- _Exercise instructions_: Your job is to retype the records exactly while dropping every picture.

- _Data extract_:
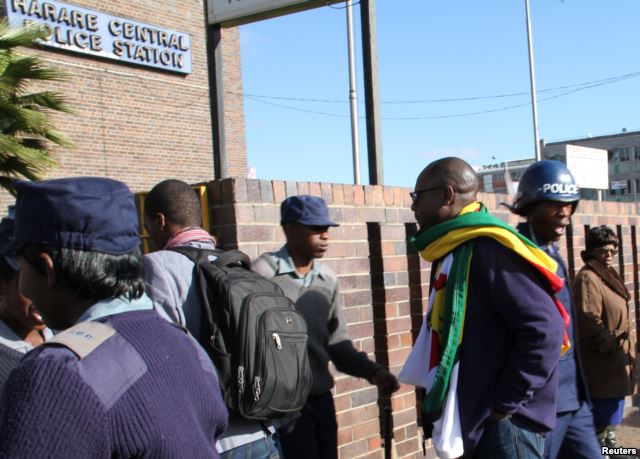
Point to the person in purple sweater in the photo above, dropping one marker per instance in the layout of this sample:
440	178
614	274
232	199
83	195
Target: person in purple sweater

- _Exercise response_:
Point to the person in purple sweater in the photo above, dropping one marker per instance in the layout of this sample:
440	178
614	274
232	199
83	195
Target: person in purple sweater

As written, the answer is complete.